--- The exercise ---
Return each line of the material below that contains the string "target".

Items from a dataset
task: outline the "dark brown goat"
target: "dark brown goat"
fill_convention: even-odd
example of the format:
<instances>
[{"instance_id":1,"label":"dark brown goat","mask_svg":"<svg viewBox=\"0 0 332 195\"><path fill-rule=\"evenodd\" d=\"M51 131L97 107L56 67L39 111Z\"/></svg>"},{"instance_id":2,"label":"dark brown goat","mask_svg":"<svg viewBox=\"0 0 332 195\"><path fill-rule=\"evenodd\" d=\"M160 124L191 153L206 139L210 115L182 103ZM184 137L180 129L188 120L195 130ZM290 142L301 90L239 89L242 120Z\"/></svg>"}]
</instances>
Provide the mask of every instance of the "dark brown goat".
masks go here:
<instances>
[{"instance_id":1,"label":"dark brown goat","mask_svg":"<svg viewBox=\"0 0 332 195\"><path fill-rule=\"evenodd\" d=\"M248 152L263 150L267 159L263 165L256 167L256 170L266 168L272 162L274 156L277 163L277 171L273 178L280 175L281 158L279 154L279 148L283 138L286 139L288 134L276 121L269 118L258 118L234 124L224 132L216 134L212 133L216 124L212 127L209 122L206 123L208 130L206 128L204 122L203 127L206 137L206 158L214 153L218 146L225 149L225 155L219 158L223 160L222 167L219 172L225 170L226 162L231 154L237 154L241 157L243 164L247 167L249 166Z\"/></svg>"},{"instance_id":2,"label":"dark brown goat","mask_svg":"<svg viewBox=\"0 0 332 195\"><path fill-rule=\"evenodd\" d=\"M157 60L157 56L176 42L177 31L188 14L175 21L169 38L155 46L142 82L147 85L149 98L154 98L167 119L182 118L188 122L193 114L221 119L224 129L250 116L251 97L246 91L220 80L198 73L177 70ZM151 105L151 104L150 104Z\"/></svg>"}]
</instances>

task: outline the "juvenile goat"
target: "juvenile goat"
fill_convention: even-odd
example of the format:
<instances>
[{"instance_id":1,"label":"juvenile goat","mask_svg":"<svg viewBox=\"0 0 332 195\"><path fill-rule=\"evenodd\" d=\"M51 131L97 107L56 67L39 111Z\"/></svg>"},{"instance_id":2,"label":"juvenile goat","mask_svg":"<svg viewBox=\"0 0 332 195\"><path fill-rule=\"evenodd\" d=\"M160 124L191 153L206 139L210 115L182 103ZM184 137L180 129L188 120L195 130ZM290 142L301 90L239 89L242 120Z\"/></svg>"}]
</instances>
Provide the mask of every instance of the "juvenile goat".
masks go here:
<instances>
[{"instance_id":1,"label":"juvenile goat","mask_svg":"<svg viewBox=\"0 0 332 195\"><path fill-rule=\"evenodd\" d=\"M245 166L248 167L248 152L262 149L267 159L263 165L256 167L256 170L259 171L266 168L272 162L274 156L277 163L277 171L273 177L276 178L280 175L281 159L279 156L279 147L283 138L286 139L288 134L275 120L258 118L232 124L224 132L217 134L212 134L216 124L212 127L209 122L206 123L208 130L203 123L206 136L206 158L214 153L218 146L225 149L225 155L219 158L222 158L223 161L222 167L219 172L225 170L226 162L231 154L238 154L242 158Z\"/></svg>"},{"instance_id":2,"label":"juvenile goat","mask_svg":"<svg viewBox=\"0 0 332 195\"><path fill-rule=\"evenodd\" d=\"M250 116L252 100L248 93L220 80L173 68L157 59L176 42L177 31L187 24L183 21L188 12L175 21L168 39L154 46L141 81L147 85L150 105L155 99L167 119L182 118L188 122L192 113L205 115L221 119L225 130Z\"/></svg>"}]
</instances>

---

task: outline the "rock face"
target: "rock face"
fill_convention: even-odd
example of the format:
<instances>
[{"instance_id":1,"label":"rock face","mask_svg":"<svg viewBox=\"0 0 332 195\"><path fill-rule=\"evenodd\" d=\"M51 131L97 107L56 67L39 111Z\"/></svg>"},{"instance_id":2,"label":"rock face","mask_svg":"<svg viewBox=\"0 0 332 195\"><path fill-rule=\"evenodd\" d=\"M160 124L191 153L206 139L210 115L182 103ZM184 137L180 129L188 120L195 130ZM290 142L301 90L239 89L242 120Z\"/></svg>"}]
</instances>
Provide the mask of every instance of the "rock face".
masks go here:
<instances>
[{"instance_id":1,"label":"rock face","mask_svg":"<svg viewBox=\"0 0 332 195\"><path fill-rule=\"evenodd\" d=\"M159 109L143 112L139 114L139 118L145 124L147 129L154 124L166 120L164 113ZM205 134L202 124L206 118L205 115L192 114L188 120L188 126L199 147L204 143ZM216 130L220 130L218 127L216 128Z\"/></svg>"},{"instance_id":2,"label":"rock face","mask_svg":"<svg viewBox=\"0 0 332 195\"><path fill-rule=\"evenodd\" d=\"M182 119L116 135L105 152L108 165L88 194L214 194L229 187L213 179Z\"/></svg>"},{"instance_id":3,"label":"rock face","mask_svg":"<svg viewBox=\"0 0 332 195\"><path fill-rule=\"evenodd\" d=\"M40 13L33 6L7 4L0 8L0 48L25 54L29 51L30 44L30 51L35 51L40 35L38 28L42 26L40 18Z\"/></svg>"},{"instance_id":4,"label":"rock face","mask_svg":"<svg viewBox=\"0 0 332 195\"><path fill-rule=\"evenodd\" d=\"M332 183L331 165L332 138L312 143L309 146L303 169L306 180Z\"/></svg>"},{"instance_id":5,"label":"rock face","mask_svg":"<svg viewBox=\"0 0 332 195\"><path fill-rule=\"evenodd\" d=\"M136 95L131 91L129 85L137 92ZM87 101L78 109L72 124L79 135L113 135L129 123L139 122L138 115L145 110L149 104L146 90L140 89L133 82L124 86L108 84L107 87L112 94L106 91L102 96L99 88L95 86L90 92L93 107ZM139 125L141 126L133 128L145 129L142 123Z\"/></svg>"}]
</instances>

...

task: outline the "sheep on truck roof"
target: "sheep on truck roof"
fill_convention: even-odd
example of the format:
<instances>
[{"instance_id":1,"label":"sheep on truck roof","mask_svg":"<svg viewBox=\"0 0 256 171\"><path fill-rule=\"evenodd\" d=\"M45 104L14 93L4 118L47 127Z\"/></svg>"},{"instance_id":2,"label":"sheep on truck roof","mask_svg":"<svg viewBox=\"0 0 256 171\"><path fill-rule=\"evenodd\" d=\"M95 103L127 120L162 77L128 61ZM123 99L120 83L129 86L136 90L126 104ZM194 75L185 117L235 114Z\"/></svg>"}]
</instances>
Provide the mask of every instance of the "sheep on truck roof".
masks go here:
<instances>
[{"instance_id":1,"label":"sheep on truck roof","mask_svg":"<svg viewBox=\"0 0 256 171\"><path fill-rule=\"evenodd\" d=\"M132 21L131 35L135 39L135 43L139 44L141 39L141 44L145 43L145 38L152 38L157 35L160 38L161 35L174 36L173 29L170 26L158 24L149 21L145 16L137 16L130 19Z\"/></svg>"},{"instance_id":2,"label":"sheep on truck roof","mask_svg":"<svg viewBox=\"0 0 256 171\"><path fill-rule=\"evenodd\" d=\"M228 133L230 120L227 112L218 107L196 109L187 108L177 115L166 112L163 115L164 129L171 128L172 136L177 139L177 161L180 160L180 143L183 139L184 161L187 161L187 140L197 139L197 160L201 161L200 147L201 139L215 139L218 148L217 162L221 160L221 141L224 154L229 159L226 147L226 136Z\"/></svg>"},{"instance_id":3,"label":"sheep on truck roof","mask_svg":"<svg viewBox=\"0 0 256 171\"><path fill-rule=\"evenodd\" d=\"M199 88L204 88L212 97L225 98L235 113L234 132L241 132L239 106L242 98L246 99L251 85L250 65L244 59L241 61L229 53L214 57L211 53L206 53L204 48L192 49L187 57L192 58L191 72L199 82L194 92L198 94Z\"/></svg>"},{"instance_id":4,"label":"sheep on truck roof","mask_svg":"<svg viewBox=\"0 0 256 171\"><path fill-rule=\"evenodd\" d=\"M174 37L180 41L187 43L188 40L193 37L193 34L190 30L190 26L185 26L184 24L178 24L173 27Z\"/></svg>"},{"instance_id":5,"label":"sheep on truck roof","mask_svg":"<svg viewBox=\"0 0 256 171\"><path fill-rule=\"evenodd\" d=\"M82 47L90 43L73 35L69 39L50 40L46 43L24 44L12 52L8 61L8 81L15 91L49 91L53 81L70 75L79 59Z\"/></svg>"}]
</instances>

--- In response ---
target: "dark brown goat"
target: "juvenile goat"
target: "rock face"
target: "sheep on truck roof"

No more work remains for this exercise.